=== Section Start ===

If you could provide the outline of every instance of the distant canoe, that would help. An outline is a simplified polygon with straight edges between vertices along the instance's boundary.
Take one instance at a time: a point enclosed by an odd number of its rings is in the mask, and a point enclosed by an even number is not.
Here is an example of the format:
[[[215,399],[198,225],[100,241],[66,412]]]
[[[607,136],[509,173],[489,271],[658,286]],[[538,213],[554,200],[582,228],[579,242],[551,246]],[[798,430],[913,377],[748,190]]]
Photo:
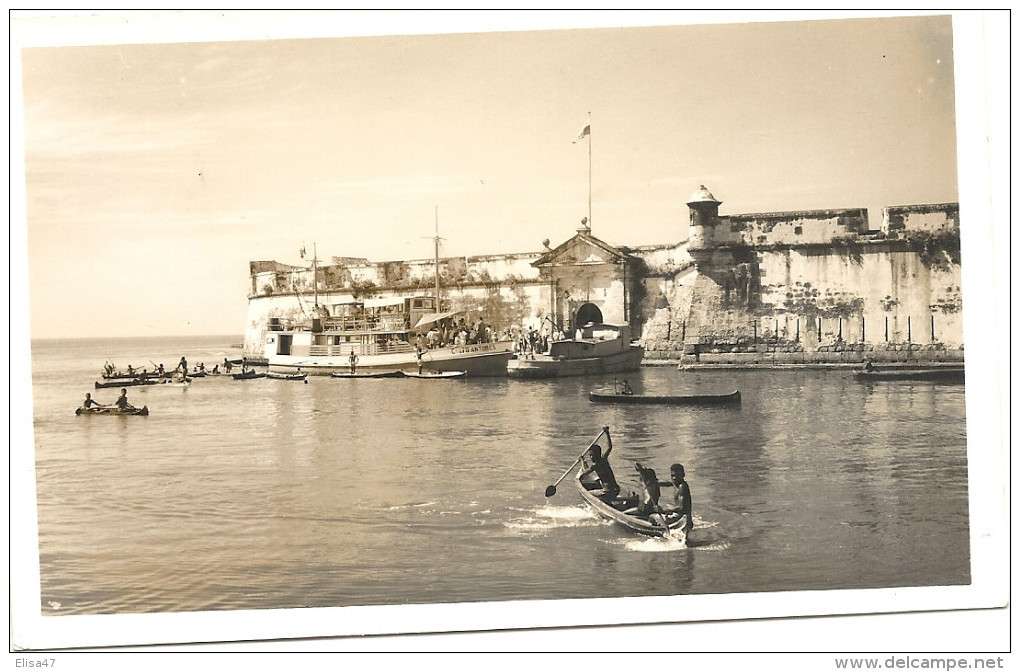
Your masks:
[[[857,380],[930,380],[943,383],[962,383],[965,380],[962,366],[871,369],[854,371],[854,376]]]
[[[268,374],[259,373],[255,369],[252,369],[251,371],[245,371],[243,373],[232,373],[230,375],[233,376],[234,380],[251,380],[253,378],[265,378]]]
[[[467,371],[404,371],[403,376],[405,378],[420,378],[422,380],[442,380],[447,378],[463,378],[467,375]]]
[[[656,396],[648,394],[600,394],[589,392],[588,399],[601,404],[660,404],[668,406],[722,406],[739,404],[740,392],[731,394],[691,394]]]
[[[272,378],[273,380],[304,380],[308,378],[307,373],[275,373],[270,371],[266,374],[266,378]]]
[[[339,371],[331,374],[333,378],[403,378],[403,371],[378,371],[367,373],[341,373]]]
[[[96,389],[101,390],[106,387],[139,387],[141,385],[159,385],[163,382],[162,378],[131,378],[129,380],[117,380],[107,383],[100,383],[96,381]]]
[[[81,408],[80,406],[74,409],[75,415],[148,415],[149,407],[142,406],[141,408],[117,408],[116,406],[93,406],[92,408]]]

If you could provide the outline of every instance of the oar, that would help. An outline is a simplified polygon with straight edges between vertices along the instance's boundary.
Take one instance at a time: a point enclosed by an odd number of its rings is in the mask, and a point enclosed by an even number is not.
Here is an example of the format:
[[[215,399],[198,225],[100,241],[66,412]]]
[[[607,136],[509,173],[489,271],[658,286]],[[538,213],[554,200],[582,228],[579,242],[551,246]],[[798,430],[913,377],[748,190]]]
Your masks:
[[[569,474],[570,472],[572,472],[574,470],[574,467],[576,467],[577,463],[581,461],[581,458],[584,457],[588,453],[588,451],[591,450],[591,447],[594,446],[596,443],[598,443],[598,440],[602,438],[602,435],[605,434],[608,431],[609,431],[609,427],[603,427],[602,428],[602,431],[599,432],[599,435],[595,437],[594,441],[592,441],[590,444],[588,444],[588,447],[584,449],[583,453],[581,453],[580,455],[577,456],[577,459],[574,460],[574,463],[570,465],[570,468],[567,469],[566,471],[564,471],[563,475],[560,476],[559,478],[557,478],[555,483],[553,483],[552,485],[550,485],[548,488],[545,489],[545,496],[546,497],[552,497],[553,495],[556,494],[556,486],[560,484],[560,481],[562,481],[564,478],[566,478],[567,474]]]

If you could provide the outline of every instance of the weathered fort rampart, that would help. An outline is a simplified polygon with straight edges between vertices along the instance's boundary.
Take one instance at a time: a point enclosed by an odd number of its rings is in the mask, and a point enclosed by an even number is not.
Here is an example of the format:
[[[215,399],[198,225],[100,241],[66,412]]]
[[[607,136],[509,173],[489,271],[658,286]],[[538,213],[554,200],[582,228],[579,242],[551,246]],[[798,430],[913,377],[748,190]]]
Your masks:
[[[497,326],[570,333],[627,322],[646,360],[685,364],[958,361],[963,358],[956,203],[719,214],[705,187],[688,201],[687,241],[613,246],[582,226],[541,252],[439,259],[444,309]],[[321,305],[433,293],[434,259],[311,265],[251,262],[245,348],[270,317]]]

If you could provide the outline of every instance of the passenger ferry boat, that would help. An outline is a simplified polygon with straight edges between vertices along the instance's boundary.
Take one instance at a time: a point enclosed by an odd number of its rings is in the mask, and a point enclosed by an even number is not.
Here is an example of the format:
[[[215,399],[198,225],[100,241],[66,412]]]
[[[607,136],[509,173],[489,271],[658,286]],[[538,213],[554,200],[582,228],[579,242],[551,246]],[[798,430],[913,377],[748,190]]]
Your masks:
[[[278,373],[330,375],[351,371],[464,371],[467,376],[505,376],[513,355],[512,341],[479,339],[475,343],[439,345],[427,335],[444,330],[452,338],[460,312],[438,312],[434,296],[364,299],[318,307],[311,319],[290,323],[270,318],[265,356]]]

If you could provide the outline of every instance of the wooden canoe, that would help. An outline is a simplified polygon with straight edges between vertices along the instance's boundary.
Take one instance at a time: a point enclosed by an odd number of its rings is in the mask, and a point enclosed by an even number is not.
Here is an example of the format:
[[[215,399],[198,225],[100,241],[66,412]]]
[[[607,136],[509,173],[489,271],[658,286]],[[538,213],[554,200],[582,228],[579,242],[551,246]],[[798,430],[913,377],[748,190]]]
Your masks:
[[[139,387],[141,385],[159,385],[163,378],[132,378],[131,380],[118,380],[113,382],[100,383],[96,381],[96,389],[101,390],[107,387]]]
[[[403,371],[366,371],[365,373],[341,373],[331,374],[333,378],[402,378]]]
[[[405,378],[421,378],[422,380],[442,380],[446,378],[463,378],[467,371],[404,371]]]
[[[251,371],[246,371],[244,373],[232,373],[230,375],[234,378],[234,380],[251,380],[253,378],[265,378],[267,374],[259,373],[252,369]]]
[[[665,404],[669,406],[721,406],[739,404],[740,391],[730,394],[689,394],[689,395],[649,395],[649,394],[602,394],[589,392],[589,401],[601,404]]]
[[[116,406],[93,406],[92,408],[78,407],[74,409],[75,415],[148,415],[149,407],[141,408],[117,408]]]
[[[857,380],[932,380],[944,383],[962,383],[965,380],[962,366],[871,369],[854,371],[854,377]]]
[[[634,506],[637,499],[636,495],[625,499],[613,500],[612,503],[602,500],[598,496],[602,492],[598,482],[582,479],[582,471],[583,469],[578,469],[577,474],[574,476],[574,482],[581,493],[581,499],[604,518],[608,518],[635,532],[652,537],[662,537],[683,530],[686,519],[675,512],[666,514],[665,527],[661,522],[653,522],[649,520],[648,516],[639,515]]]

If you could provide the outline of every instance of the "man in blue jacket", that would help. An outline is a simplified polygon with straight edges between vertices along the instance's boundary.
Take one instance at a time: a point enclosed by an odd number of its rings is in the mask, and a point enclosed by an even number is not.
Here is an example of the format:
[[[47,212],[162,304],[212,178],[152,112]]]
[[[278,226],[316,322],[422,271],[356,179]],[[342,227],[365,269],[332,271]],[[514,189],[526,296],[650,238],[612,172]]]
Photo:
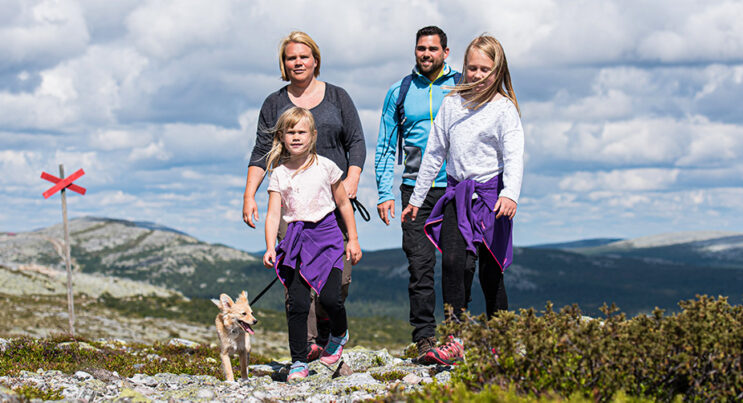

=== Section End ===

**Task description**: All of the lines above must be printed again exactly, and no picture may appear in the copy.

**Result of this task**:
If you could provide the outline of every instance of the distant canoe, that would help. An outline is a simplified polygon with straight edges between vertices along the instance's boundary.
Take one instance at a time: a point enclosed by an odd number of its rings is in the mask, and a point enclosed by an even number is not.
Here is an example of the format:
[[[215,399],[198,225],[100,241],[66,412]]]
[[[607,136],[509,173],[489,271],[658,286]],[[538,213],[554,200],[582,228],[579,242],[551,246]],[[798,430],[913,377],[748,190]]]
Photo:
Your masks:
[[[857,380],[930,380],[943,383],[962,383],[965,380],[962,366],[871,369],[854,371],[854,376]]]
[[[268,374],[259,373],[255,369],[252,369],[251,371],[245,371],[243,373],[232,373],[230,375],[233,376],[234,380],[251,380],[253,378],[265,378]]]
[[[467,371],[404,371],[403,376],[405,378],[420,378],[422,380],[442,380],[447,378],[463,378],[467,375]]]
[[[656,396],[648,394],[600,394],[589,392],[588,399],[601,404],[660,404],[668,406],[722,406],[739,404],[740,392],[731,394],[691,394]]]
[[[272,378],[273,380],[304,380],[308,378],[307,373],[275,373],[270,371],[266,374],[266,378]]]
[[[339,371],[331,374],[333,378],[403,378],[403,371],[378,371],[367,373],[341,373]]]
[[[96,389],[101,390],[106,387],[139,387],[141,385],[159,385],[163,382],[162,378],[131,378],[129,380],[117,380],[107,383],[100,383],[96,381]]]
[[[81,408],[80,406],[74,409],[75,415],[148,415],[149,407],[142,406],[141,408],[117,408],[116,406],[93,406],[92,408]]]

If you could provide the outline of every instance of the oar, that would help. An outline is a simplified polygon with straight edges between vertices along the instance's boundary.
Take one instance at a time: a point enclosed by an odd number of its rings is in the mask, and a point enclosed by an even number is not.
Here is an example of the format:
[[[215,399],[198,225],[100,241],[66,412]]]
[[[607,136],[509,173],[489,271],[658,286]],[[538,213],[554,200],[582,228],[579,242],[551,246]],[[798,430],[913,377],[748,190]]]
Your masks:
[[[569,474],[570,472],[572,472],[574,470],[574,467],[576,467],[577,463],[581,461],[581,458],[584,457],[588,453],[588,451],[591,450],[591,447],[594,446],[596,443],[598,443],[598,440],[602,438],[602,435],[605,434],[608,431],[609,431],[609,427],[603,427],[602,428],[602,431],[599,432],[599,435],[595,437],[594,441],[592,441],[590,444],[588,444],[588,447],[584,449],[583,453],[581,453],[580,455],[577,456],[577,459],[574,460],[574,463],[570,465],[570,468],[567,469],[566,471],[564,471],[563,475],[560,476],[559,478],[557,478],[555,483],[553,483],[552,485],[550,485],[548,488],[545,489],[545,496],[546,497],[552,497],[553,495],[556,494],[556,486],[560,484],[560,481],[562,481],[564,478],[566,478],[567,474]]]

If you could provide the outline of every instance of the weathered fort rampart, that would help. An outline is a simplified polygon with straight edges between vertices along the instance's boundary.
Take one instance at a time: a point enclosed by an odd number of its rings is in the mask, and a point enclosed by an even number is not.
Here is an example of the format:
[[[215,399],[198,225],[100,241],[66,412]]]
[[[607,136],[509,173],[489,271],[658,286]],[[538,213],[554,200],[582,228],[579,242],[551,246]],[[798,430],[913,377],[748,190]]]
Your masks:
[[[497,326],[570,333],[627,322],[646,360],[685,364],[958,361],[963,358],[956,203],[719,214],[705,187],[688,201],[687,241],[613,246],[582,226],[541,252],[439,259],[444,309]],[[321,305],[433,293],[434,259],[311,265],[251,262],[245,348],[270,317]]]

If you could provide the outline of every instance of the passenger ferry boat, that would help. An outline is a simplified polygon with straight edges between vertices along the instance's boundary.
Take one instance at a time: a point enclosed by an odd number of its rings is in the mask, and a point enclosed by an even number is not.
Here is an example of the format:
[[[215,399],[198,225],[100,241],[66,412]]]
[[[607,136],[509,173],[489,271],[658,286]],[[538,213],[554,200],[582,228],[579,242],[551,246]],[[798,430],[913,377],[748,190]]]
Your masks:
[[[278,373],[330,375],[351,371],[464,371],[467,376],[505,376],[513,355],[512,341],[479,339],[475,343],[439,345],[427,335],[444,330],[452,338],[460,312],[438,312],[434,296],[364,299],[318,307],[311,319],[290,323],[270,318],[265,356]]]

If you could provide the outline of every instance of the wooden canoe, that would help. An outline is a simplified polygon with straight edges between vertices along the instance's boundary.
Take one instance at a time: a point enclosed by an odd number of its rings is in the mask, and a point enclosed by an even number is not.
Here is an example of the format:
[[[215,399],[198,225],[100,241],[66,412]]]
[[[607,136],[509,173],[489,271],[658,286]],[[538,213],[554,200],[582,228],[579,242],[551,246]],[[798,430],[913,377],[748,190]]]
Your masks:
[[[139,387],[141,385],[159,385],[163,378],[132,378],[131,380],[118,380],[113,382],[100,383],[96,381],[96,389],[101,390],[107,387]]]
[[[403,371],[366,371],[365,373],[341,373],[331,374],[333,378],[402,378]]]
[[[405,378],[421,378],[422,380],[442,380],[446,378],[463,378],[467,371],[404,371]]]
[[[251,371],[246,371],[244,373],[232,373],[230,375],[234,378],[234,380],[251,380],[253,378],[265,378],[267,374],[259,373],[252,369]]]
[[[665,404],[669,406],[721,406],[739,404],[740,391],[730,394],[689,394],[689,395],[649,395],[649,394],[602,394],[589,392],[589,401],[601,404]]]
[[[116,406],[93,406],[92,408],[78,407],[74,409],[75,415],[148,415],[149,407],[141,408],[117,408]]]
[[[857,380],[932,380],[944,383],[962,383],[965,380],[962,366],[871,369],[854,371],[854,377]]]
[[[634,506],[637,499],[636,495],[625,499],[613,500],[612,503],[602,500],[598,496],[602,492],[598,482],[582,479],[582,471],[583,469],[578,469],[577,474],[574,476],[574,482],[581,493],[581,499],[604,518],[608,518],[635,532],[652,537],[662,537],[683,530],[686,519],[675,512],[666,514],[665,527],[661,522],[653,522],[649,520],[648,516],[639,515]]]

If you could provide the outline of every instance of the "man in blue jacket", that would help. An outline is a simplified polygon with straight edges between vertices along the instance's boundary.
Take one instance at a time: a point enclosed by an odd number of its rings is in the mask, and a point enclosed by an even number is not.
Here is an example of the format:
[[[47,212],[162,304],[212,178],[152,112]]]
[[[278,226],[316,322],[422,271],[356,179]],[[342,227],[365,269],[332,271]],[[514,189],[526,296],[650,238],[612,172]]]
Photo:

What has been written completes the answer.